> **Work request**:
When a line in the records contains the string "below", copy that line.

> **Source data**:
____

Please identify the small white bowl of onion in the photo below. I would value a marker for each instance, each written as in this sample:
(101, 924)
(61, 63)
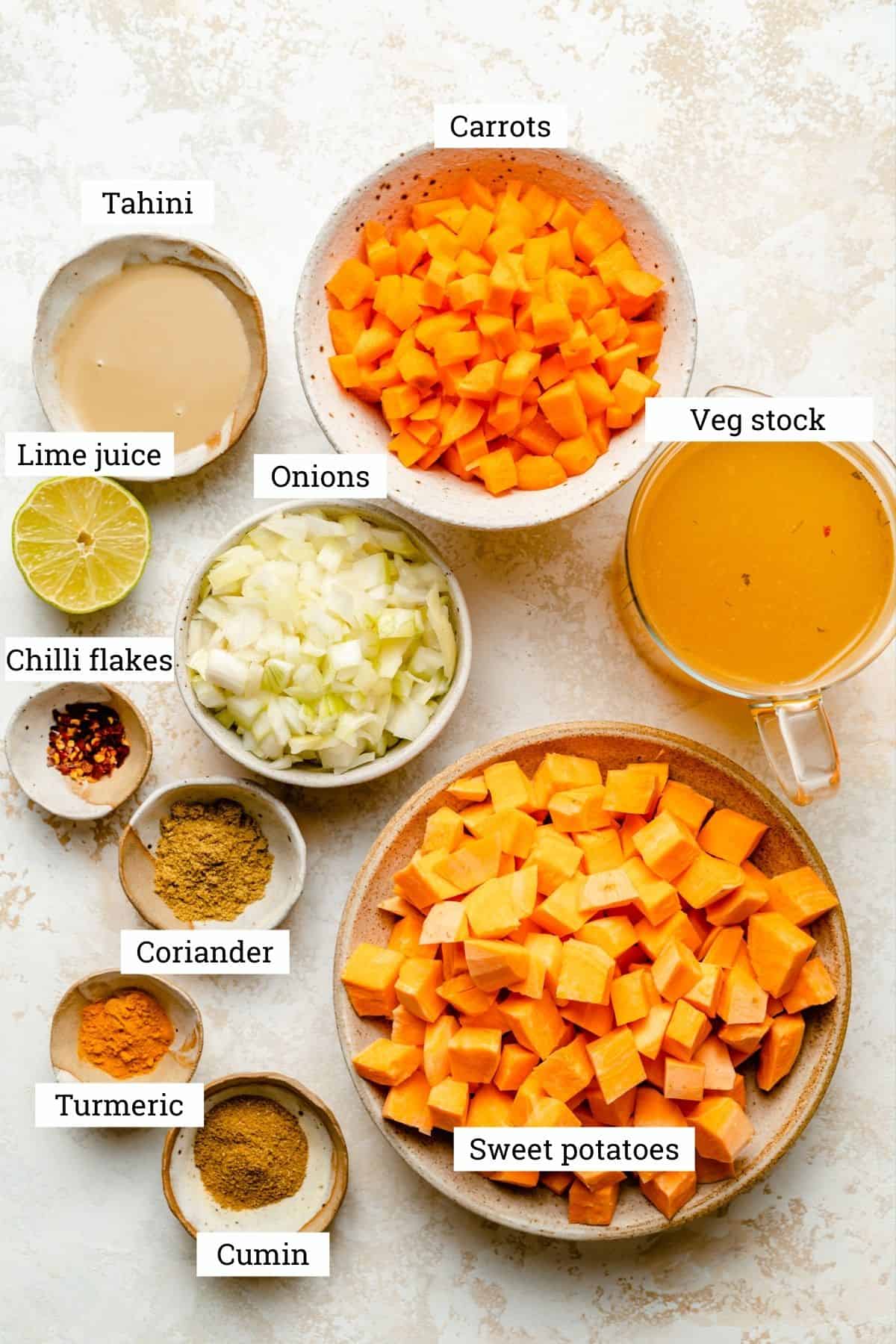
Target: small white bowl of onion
(323, 645)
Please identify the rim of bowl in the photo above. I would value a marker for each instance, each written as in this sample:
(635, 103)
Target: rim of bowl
(228, 268)
(143, 974)
(472, 761)
(328, 1211)
(395, 757)
(223, 781)
(104, 809)
(302, 302)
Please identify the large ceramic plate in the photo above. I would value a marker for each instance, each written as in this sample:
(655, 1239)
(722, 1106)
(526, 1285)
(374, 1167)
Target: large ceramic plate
(778, 1117)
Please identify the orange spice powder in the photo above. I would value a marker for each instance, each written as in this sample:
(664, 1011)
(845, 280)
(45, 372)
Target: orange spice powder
(125, 1034)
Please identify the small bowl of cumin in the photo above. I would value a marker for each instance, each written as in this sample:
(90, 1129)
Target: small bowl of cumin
(270, 1157)
(214, 853)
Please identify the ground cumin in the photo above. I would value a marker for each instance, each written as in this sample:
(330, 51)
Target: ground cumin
(250, 1152)
(125, 1034)
(211, 860)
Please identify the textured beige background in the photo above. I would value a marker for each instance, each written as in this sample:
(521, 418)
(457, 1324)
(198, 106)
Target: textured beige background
(761, 131)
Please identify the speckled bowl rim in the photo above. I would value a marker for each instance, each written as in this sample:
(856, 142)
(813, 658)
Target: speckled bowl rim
(107, 809)
(140, 974)
(396, 757)
(328, 1211)
(470, 764)
(405, 497)
(222, 783)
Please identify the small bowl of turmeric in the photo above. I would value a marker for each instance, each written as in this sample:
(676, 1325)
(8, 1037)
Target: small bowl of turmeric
(128, 1028)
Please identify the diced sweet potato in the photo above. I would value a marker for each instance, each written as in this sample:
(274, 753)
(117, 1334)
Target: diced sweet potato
(812, 987)
(722, 1129)
(448, 1102)
(535, 999)
(667, 846)
(671, 1191)
(593, 1207)
(780, 1048)
(778, 951)
(729, 835)
(800, 895)
(408, 1104)
(386, 1062)
(617, 1063)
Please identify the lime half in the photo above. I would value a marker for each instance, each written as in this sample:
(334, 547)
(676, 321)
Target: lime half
(81, 542)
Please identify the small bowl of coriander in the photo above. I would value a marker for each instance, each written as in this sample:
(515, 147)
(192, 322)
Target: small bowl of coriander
(214, 853)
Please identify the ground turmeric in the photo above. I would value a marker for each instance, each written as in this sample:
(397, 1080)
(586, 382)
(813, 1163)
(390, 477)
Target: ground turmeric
(125, 1034)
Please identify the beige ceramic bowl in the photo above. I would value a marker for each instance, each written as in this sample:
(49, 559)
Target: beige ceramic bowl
(309, 776)
(105, 260)
(285, 841)
(314, 1206)
(388, 195)
(778, 1117)
(176, 1066)
(28, 735)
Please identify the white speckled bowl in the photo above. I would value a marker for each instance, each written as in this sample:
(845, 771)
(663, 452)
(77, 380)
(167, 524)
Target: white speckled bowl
(354, 426)
(28, 735)
(285, 841)
(179, 1062)
(308, 776)
(314, 1206)
(104, 260)
(778, 1117)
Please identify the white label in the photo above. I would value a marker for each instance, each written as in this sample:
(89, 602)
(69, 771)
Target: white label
(485, 125)
(205, 952)
(352, 476)
(117, 201)
(262, 1254)
(119, 1105)
(762, 420)
(77, 659)
(75, 453)
(588, 1149)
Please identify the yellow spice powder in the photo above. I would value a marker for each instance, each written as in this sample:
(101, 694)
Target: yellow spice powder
(213, 860)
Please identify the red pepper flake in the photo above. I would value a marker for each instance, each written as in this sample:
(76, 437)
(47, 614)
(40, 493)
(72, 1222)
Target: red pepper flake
(87, 741)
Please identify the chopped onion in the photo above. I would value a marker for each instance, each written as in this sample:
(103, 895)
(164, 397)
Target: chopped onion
(323, 640)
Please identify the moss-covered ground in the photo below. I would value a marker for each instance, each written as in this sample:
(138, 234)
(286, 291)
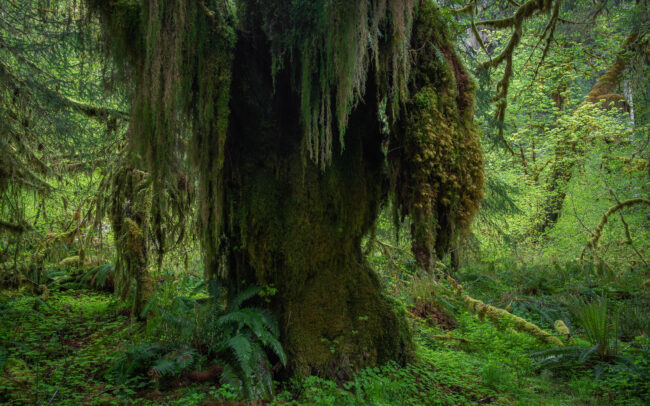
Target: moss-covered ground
(58, 349)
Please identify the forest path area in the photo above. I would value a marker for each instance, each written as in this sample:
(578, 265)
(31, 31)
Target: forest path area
(59, 348)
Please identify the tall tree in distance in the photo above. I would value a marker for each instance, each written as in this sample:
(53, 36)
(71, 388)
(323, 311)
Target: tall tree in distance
(301, 119)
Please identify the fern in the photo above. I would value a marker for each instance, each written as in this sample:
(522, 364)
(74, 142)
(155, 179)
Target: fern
(599, 329)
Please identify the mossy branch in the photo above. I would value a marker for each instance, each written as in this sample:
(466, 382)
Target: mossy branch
(497, 315)
(16, 228)
(597, 234)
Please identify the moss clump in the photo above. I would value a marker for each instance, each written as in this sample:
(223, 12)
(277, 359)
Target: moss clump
(280, 202)
(332, 48)
(437, 163)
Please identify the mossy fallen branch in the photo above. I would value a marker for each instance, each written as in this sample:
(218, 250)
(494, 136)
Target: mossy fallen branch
(497, 315)
(596, 235)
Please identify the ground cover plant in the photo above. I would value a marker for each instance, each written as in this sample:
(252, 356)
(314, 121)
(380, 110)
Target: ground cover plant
(367, 202)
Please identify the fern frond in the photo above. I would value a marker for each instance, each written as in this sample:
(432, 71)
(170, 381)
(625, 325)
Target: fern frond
(242, 350)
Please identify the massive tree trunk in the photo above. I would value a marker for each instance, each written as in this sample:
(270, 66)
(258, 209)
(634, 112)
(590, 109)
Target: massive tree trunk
(299, 228)
(285, 103)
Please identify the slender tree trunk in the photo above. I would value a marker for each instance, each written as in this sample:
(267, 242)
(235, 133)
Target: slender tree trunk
(562, 168)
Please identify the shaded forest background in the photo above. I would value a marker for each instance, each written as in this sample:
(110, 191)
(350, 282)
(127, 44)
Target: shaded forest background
(544, 300)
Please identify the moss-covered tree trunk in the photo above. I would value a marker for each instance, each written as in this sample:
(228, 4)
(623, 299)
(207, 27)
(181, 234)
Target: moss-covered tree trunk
(299, 228)
(279, 103)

____

> **Exercise answer**:
Please identify the small white bowl of onion in the photo below. I would value a marker for each instance, each written as in this sample:
Please identify the moss-covered ground in the photo below. I would value a marker for each instance, each written as in this sample:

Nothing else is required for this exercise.